* Problem requirements
Update the records from the start through the line containing "287 158 510 245", inclusive, by replacing "object detection" with "object localization" and leaving everything else unchanged. Give back only those lines.

Entries from an annotation dataset
** start **
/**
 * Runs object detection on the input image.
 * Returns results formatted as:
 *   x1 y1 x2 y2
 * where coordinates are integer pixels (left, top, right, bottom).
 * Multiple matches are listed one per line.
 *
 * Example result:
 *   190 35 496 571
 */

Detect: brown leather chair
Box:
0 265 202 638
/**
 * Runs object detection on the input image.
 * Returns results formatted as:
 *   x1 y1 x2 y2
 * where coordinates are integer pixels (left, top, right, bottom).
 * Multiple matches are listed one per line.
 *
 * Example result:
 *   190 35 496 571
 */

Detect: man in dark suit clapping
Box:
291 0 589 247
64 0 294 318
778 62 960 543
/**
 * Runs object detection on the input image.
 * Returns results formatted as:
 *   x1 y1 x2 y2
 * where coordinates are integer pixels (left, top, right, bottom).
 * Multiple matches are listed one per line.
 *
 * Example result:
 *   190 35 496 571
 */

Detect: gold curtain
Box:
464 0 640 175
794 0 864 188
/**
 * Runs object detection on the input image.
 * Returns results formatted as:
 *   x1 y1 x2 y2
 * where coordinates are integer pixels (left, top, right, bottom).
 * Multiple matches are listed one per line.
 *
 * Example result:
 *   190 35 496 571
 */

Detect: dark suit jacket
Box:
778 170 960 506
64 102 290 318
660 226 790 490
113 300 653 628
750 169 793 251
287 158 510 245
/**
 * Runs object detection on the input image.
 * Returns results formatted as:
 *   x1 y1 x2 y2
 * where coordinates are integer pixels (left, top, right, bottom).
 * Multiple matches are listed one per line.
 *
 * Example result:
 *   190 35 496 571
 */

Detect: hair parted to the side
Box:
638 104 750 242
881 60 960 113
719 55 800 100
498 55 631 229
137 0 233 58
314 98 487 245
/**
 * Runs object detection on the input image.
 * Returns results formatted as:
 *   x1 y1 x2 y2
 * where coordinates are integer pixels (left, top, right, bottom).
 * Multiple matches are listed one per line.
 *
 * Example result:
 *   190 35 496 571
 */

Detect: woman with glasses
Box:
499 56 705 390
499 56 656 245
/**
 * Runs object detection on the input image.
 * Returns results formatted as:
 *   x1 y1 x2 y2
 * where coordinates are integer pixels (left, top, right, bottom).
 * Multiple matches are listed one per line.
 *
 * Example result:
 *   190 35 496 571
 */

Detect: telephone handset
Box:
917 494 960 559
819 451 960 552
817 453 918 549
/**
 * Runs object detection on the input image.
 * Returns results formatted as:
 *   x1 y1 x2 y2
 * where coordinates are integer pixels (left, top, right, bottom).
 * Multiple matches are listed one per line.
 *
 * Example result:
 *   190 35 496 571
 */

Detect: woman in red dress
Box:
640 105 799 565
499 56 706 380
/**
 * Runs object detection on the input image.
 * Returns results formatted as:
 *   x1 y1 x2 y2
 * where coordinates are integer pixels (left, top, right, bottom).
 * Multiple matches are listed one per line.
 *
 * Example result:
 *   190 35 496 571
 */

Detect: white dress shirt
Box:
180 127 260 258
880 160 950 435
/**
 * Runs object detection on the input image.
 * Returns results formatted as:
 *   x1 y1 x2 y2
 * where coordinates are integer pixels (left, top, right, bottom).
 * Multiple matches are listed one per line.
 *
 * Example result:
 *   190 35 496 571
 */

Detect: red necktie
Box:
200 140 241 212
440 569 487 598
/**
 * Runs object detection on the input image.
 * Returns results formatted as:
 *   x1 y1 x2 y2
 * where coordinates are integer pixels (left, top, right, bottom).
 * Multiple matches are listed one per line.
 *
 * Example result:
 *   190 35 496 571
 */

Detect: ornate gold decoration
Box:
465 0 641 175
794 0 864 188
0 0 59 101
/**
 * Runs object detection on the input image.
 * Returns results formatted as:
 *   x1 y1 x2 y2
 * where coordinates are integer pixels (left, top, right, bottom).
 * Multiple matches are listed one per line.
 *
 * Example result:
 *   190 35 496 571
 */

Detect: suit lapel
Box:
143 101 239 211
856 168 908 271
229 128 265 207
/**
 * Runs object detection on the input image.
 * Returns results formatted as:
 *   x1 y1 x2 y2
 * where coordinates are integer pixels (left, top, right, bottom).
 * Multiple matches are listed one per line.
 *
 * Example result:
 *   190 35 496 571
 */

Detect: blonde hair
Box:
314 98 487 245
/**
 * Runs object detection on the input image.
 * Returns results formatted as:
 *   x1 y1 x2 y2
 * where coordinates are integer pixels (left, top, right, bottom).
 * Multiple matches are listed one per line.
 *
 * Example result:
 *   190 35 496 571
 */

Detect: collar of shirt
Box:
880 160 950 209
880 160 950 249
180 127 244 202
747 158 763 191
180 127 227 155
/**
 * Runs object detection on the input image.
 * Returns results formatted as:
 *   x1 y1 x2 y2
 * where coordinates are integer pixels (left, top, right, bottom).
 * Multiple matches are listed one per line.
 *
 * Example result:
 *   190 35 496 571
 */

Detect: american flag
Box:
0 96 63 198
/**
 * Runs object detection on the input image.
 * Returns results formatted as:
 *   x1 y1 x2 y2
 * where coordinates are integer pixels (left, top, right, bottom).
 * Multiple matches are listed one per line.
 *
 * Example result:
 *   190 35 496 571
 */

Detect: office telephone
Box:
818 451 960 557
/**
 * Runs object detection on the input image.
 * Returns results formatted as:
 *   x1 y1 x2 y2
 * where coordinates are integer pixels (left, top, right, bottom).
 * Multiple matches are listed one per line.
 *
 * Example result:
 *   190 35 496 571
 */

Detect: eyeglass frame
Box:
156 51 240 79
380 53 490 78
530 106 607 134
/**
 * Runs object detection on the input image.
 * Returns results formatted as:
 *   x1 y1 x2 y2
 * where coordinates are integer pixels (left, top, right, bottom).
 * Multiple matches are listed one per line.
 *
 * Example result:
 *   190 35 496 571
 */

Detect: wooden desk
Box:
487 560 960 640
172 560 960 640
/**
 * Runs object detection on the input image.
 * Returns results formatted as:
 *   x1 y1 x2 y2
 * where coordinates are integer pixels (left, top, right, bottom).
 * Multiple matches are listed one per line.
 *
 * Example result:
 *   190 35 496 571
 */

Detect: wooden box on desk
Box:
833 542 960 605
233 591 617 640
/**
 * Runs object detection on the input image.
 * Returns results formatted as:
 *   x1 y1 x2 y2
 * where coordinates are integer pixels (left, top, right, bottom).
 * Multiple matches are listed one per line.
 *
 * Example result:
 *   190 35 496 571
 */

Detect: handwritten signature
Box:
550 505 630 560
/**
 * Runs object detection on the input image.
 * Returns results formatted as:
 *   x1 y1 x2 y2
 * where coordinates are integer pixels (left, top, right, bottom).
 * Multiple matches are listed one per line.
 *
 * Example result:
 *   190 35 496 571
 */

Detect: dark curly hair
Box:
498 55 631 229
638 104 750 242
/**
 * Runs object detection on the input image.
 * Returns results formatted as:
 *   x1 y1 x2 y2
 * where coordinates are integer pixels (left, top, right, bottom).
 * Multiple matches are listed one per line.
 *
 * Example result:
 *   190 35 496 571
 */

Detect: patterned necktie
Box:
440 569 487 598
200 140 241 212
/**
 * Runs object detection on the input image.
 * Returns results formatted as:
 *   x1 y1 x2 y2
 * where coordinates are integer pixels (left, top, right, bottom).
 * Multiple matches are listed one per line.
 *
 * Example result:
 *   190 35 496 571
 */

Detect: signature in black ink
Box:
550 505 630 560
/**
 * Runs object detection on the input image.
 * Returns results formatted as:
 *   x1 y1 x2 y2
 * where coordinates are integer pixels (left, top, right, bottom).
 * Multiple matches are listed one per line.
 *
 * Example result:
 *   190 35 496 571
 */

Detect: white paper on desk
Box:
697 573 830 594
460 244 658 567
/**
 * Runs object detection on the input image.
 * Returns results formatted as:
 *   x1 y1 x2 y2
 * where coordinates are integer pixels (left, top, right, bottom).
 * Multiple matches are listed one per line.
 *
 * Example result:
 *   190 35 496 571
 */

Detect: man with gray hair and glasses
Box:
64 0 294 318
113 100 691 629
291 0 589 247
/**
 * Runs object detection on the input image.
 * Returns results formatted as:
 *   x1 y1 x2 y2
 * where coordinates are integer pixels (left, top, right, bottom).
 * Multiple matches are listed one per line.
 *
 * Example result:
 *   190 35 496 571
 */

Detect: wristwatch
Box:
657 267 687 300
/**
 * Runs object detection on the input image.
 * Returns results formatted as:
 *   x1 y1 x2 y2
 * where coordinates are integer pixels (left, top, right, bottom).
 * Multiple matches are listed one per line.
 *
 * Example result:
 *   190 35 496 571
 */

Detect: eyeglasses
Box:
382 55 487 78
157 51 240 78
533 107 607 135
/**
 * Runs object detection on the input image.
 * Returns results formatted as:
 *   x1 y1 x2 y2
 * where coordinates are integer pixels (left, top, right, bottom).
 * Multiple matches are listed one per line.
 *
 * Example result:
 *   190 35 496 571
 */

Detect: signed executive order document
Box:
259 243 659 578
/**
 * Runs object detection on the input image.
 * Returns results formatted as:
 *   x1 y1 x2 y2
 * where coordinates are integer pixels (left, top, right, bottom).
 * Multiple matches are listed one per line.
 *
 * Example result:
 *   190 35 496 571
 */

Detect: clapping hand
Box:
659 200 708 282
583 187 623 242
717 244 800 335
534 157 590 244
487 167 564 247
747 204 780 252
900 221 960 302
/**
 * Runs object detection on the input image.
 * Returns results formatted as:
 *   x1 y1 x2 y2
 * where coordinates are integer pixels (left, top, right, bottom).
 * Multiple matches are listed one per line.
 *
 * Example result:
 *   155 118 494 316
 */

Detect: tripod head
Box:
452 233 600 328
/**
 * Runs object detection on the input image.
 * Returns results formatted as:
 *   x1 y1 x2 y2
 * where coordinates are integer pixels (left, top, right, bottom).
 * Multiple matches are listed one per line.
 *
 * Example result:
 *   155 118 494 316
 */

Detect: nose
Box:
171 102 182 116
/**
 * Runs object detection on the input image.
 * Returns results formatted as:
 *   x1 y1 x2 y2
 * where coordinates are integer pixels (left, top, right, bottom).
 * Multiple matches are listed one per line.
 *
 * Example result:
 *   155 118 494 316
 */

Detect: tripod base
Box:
** end **
* Answer to the exercise
/**
 * Runs object localization on the input image.
 * Returns results formatted as:
 *   x1 y1 x2 y2
 * where coordinates are integer pixels (left, top, right, bottom).
 * Multiple matches are listed one per line.
 *
 * Example result:
 *   190 35 496 571
 */

Detect: brown leather chair
Box:
0 265 202 638
/**
 * Runs object localization on the input image.
 * Returns results formatted as:
 *   x1 y1 x2 y2
 * where coordinates are integer pixels (left, top, right, bottom).
 * Multiple matches are listed one per line.
 *
 * Example result:
 *   190 35 496 571
 */

Detect: man in dark suit clapping
Box:
291 0 589 247
64 0 294 318
778 62 960 543
/**
 * Runs object localization on the input image.
 * Returns results formatted as:
 *   x1 y1 x2 y2
 * where coordinates are integer pixels (left, top, right, bottom).
 * Multiple matches are listed one per line.
 *
 * Example result:
 *   190 35 496 571
 */

Detect: gold curtain
Box:
464 0 640 175
794 0 864 188
/**
 * Runs object localization on the input image.
 * Returns results formatted as:
 *   x1 y1 x2 y2
 * where coordinates are integer pixels (left, top, right, bottom).
 * Multiple matches are listed one per line.
 *
 * Example result:
 *   190 35 496 571
 */

Detect: dark suit jacket
Box:
778 170 960 506
64 102 290 318
660 226 790 490
113 300 653 628
750 169 793 251
287 158 510 245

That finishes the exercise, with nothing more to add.